--- start Page text ---
The provider relationship also shapes what's in scope for the tenant's IR evidence. The physical controls inside the data center are a subservice organization activity, meaning the provider's own SOC 2 or CSAE 3000 report carries the physical security criteria for the shared facility. The user entity controls the tenant runs on top are still the tenant's: access to the cage, the configuration of the out-of-band management plane on tenant-owned hardware, and the communication protocols when a facility event intersects tenant systems. The subservice vendor management post walks through that boundary in depth.
Tabletops: Drill the Scenarios the Tenant Actually Owns
IR tabletops should drill the scenarios the tenant team actually has to respond to, not the ones that belong to the colocation provider. Most cloud-native libraries cycle through credential leak, ransomware, and DDoS. An on-prem or colocation tenant library extends that with scenarios the tenant team owns end to end, plus a communication drill that exercises the inbound and outbound notification flow with the provider.
A realistic tenant tabletop library:
- Credential compromise and lateral movement
- Ransomware detonation on an internal host
- Web application exploitation of a public-facing service
- Insider data exfiltration
- Suspected firmware or BMC compromise on a tenant-owned server
- Stolen or missing tenant equipment (production host, backup media, workforce laptop)
- Privacy incident involving personal information subject to PIPEDA or Law 25 breach notification
- Communication drill with the colocation provider. Walk through receiving an inbound notification from the provider about an event in their domain, deciding what action the tenant needs to take, and logging the notification in the incident queue. Walk through escalating an outbound incident to the provider when shared infrastructure is involved. The drill exercises the IR plan's communication protocol, not the provider's physical IR.
Running two or three of these per quarter, rotating through the library over a year, produces both a better-prepared team and the CC7.4 evidence that the program is periodically evaluating itself. A tabletop that produced updates to the playbook, detection rules, or communication templates is a stronger audit artifact than one that produced a meeting note.
Evidence: What the Auditor Samples
IR evidence under CC7.3 and CC7.4 follows the same three-part continuous evidence pattern used across the rest of the program.
Configuration evidence proves the program exists: the incident response policy, the playbook library, the roles and responsibilities documented in the Security Program Manual, the colocation provider communication protocol and contact list, the detection rule inventory, and the forensic capacity register. Configuration evidence shows the program is designed.
Execution history proves the process runs on cadence: the triage case log covering the observation period, the incident ticket history with timestamps and state transitions, the weekly or monthly monitoring review records, the tabletop exercise schedule and results, the post-incident review records, and the playbook revision history. Execution history shows the program is operating.
Representative samples prove the output is meaningful. The auditor will sample specific artifacts: a closed triage case with documented investigation notes, a confirmed incident walked end to end from detection through post-incident review, a tabletop exercise with the follow-up changes tracked to completion, and, where applicable, an inbound notification from the colocation provider that produced a documented tenant-side response. Representative samples show the program is producing audit-grade output, not just paperwork.
--- end Page text ---
--- start Supplied records ---
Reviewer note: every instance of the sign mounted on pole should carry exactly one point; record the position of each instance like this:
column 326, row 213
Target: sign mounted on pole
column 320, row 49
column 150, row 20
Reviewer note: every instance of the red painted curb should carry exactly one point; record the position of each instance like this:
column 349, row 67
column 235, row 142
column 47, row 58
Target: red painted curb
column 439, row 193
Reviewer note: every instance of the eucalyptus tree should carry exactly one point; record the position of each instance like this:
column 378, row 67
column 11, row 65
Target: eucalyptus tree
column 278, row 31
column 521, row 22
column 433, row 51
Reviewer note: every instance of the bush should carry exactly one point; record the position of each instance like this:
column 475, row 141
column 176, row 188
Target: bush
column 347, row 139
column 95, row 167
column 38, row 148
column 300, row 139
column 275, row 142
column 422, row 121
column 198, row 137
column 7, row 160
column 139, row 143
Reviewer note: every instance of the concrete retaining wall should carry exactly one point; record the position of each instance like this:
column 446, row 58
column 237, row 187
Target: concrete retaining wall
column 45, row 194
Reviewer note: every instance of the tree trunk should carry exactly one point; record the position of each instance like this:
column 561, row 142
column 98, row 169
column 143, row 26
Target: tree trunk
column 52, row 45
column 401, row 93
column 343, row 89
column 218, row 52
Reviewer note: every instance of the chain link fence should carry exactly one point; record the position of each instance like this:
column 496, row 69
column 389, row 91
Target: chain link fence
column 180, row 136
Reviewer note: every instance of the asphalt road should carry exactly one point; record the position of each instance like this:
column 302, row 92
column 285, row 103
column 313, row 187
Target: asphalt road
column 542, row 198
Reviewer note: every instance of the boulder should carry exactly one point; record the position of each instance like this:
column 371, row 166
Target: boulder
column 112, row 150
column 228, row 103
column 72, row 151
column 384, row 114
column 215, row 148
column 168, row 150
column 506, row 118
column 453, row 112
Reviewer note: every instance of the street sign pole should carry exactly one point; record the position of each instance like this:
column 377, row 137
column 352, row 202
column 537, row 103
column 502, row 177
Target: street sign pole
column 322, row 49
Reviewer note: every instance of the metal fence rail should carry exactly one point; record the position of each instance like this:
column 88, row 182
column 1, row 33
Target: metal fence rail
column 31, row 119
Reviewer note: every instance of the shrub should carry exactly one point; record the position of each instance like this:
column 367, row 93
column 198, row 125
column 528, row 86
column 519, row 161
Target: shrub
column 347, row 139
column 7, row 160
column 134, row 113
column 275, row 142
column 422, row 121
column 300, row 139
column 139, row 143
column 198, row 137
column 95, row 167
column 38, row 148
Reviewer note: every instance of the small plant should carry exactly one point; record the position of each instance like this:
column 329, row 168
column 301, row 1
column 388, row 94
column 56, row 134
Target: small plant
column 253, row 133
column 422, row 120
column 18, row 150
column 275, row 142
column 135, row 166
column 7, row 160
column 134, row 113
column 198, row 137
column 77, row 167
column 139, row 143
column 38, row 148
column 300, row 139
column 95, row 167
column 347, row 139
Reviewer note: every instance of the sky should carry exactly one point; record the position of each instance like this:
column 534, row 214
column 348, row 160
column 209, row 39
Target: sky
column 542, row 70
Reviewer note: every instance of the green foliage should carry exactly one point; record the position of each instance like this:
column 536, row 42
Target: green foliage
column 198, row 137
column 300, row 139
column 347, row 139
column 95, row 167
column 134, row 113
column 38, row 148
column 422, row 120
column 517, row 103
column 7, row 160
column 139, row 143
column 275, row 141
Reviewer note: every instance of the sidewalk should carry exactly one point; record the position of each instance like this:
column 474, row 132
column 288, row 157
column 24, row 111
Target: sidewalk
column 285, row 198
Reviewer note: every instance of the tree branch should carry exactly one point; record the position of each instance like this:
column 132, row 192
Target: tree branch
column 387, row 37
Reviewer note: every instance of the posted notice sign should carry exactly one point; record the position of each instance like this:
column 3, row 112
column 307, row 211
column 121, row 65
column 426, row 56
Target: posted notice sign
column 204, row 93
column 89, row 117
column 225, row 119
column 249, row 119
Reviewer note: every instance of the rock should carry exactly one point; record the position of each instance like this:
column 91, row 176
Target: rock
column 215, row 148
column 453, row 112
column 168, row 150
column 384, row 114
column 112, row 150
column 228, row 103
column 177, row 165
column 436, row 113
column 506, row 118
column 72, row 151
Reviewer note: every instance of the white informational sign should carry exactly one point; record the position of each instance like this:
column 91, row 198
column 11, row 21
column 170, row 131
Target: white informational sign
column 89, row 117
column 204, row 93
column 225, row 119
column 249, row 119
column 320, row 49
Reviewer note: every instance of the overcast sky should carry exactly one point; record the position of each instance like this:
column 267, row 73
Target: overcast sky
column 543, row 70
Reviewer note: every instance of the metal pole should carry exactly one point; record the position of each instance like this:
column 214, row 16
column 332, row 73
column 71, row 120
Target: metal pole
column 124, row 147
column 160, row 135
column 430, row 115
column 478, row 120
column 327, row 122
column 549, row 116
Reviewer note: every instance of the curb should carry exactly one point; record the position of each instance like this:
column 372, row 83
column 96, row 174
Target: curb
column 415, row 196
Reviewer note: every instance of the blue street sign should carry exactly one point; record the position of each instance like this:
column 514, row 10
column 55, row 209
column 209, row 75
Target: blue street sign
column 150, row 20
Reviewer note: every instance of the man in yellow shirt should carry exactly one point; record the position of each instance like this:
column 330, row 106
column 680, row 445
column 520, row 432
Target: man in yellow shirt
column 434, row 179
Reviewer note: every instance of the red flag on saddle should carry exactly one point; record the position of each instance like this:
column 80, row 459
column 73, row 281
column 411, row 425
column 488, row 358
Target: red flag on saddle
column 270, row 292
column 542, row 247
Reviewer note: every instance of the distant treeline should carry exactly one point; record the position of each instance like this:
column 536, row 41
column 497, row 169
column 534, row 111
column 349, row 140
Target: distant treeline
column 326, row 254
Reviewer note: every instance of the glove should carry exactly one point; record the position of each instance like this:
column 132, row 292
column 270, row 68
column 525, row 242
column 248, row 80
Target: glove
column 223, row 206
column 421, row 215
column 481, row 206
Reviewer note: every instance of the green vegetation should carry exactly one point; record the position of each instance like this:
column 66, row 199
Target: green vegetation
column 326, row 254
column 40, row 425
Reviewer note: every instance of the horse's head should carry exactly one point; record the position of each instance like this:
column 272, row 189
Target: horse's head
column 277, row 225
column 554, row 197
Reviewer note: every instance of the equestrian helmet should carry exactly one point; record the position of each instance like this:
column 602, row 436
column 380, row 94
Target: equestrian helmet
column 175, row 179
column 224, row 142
--- end Supplied records ---
To do =
Check each statement below against the page text on incident response for colocation tenants, answering yes or no and quoting the words that decide it.
1. The text suggests running two or three tabletops per quarter.
2. The communication drill with the colocation provider exercises the provider's physical IR.
3. A tabletop that produced only a meeting note is the stronger audit artifact.

Written response =
1. Yes: "Running two or three of these per quarter, rotating through the library over a year"
2. No: "The drill exercises the IR plan's communication protocol, not the provider's physical IR."
3. No: "A tabletop that produced updates to the playbook, detection rules, or communication templates is a stronger audit artifact than one that produced a meeting note."